• **Set problem 1**: In the Pope Martin V passage, at which university did Oddone study law?

• **Selected passage**:
--- START ---
Pope Martin V (; ; January/February 1369 – 20 February 1431), born Otto (or Oddone) Colonna, was the head of the Catholic Church and ruler of the Papal States from 11 November 1417 to his death in February 1431. His election effectively ended the Western Schism of 1378–1417. He is the last pope to date to take on the pontifical name "Martin".

Biography
Oddone Colonna was born at Genazzano, the son of Agapito Colonna and Caterina Conti, between 26 January and 20 February, 1369. He belonged to one of the oldest and most distinguished families of Rome. His brother Giordano became Prince of Salerno and Duke of Venosa, while his sister Paola was Lady of Piombino between 1441 and 1445.

Oddone studied law at the University of Pavia. He became apostolic protonotary under Pope Urban VI (1378–1389), and was created Cardinal-Deacon of San Giorgio in Velabro by Pope Innocent VII in 1405.
--- END ---
• **Records to process**:
--- START ---
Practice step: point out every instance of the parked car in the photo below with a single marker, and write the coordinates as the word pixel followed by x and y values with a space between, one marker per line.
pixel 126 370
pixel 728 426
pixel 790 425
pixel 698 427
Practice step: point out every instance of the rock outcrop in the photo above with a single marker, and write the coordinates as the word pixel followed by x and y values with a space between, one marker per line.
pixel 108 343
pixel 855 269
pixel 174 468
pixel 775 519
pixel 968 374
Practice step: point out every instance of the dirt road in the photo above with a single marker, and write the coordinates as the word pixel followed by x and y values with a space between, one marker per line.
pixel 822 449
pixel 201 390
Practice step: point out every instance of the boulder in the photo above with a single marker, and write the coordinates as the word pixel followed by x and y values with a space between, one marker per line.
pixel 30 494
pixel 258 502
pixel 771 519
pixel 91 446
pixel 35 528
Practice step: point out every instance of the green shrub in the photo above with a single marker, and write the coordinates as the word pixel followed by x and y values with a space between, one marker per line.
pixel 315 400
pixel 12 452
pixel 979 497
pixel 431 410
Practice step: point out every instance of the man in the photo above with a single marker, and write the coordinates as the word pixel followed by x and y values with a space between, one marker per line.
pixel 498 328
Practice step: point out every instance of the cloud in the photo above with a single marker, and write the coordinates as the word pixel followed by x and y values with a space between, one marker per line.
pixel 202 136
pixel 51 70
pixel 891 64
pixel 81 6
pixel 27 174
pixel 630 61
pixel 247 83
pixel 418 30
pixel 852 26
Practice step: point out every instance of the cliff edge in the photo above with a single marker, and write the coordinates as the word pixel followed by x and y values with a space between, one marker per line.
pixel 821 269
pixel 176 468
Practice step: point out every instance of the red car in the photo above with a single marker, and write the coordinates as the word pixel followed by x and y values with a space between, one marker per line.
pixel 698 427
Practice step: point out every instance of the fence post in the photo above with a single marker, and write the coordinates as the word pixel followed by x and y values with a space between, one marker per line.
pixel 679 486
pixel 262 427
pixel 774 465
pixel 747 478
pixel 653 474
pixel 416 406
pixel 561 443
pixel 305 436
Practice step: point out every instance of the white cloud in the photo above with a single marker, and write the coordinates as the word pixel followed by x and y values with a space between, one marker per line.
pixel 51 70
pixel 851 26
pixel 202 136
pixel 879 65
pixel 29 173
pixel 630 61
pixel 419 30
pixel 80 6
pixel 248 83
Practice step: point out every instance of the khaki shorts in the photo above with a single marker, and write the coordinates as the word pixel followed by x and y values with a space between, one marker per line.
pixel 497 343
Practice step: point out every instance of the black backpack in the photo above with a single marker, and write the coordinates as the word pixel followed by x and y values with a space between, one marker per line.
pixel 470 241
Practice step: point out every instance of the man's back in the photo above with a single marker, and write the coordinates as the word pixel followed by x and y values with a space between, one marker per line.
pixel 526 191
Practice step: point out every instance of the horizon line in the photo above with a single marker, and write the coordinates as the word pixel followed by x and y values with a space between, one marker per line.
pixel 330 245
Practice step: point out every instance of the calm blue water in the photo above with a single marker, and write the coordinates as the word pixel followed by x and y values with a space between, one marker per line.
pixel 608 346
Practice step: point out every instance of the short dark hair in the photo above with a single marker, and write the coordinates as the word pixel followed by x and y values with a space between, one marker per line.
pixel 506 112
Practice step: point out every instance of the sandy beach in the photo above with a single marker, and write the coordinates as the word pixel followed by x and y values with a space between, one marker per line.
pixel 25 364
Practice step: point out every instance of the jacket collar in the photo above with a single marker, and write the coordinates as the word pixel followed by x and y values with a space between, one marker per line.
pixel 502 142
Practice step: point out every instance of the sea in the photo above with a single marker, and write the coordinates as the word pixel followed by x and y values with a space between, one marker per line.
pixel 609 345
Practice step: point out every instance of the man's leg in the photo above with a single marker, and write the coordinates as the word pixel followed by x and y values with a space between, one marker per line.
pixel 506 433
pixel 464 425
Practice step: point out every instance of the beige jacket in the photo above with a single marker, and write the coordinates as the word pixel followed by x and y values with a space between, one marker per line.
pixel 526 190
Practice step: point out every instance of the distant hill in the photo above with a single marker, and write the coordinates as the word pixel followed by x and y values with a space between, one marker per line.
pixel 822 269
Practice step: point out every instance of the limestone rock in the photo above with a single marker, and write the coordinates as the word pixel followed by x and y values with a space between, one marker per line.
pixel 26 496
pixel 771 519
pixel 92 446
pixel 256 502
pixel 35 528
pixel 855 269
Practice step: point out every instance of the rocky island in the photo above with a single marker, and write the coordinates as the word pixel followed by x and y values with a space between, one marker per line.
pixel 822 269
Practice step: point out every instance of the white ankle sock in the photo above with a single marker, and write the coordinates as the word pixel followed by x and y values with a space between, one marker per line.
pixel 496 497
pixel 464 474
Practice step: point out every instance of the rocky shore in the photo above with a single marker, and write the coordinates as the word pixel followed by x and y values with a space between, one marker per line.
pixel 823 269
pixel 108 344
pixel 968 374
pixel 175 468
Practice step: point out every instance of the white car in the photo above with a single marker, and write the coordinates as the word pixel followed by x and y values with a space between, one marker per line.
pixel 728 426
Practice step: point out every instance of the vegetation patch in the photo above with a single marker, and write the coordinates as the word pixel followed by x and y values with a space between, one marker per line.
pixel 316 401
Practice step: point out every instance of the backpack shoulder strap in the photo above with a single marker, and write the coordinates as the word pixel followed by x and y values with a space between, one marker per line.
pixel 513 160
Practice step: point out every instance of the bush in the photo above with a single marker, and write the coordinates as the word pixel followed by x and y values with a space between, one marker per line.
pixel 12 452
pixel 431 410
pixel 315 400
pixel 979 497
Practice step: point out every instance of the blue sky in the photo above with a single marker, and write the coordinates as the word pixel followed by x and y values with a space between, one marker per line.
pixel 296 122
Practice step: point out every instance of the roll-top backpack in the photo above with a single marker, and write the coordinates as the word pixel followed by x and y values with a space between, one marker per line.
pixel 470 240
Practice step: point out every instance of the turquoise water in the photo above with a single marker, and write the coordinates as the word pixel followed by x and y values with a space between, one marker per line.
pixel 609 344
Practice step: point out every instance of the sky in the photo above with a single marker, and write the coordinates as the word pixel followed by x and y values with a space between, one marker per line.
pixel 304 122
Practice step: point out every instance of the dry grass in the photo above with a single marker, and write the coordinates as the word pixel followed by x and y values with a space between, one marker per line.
--- END ---
• **Set problem 2**: Please rewrite the rows, beginning at the line that contains "Practice step: point out every instance of the short" and stopping after the line that contains "pixel 609 345", with "jacket collar" changed to "shirt collar" and everything else unchanged. Give only those lines.

• **Complete response 1**: The University of Pavia.

• **Complete response 2**:
Practice step: point out every instance of the short dark hair in the photo above with a single marker, and write the coordinates as the word pixel followed by x and y values with a space between, one marker per line.
pixel 506 112
Practice step: point out every instance of the sandy beach in the photo above with a single marker, and write the coordinates as the word pixel followed by x and y values with a space between, one marker per line.
pixel 25 364
Practice step: point out every instance of the shirt collar in the photo above with a single marker, and write the coordinates as the word pixel followed by x and y values with a space between, one marker per line.
pixel 502 142
Practice step: point out every instance of the sea in the photo above with a single marker, and write the coordinates as the word pixel followed by x and y values with a space between, one marker per line.
pixel 609 345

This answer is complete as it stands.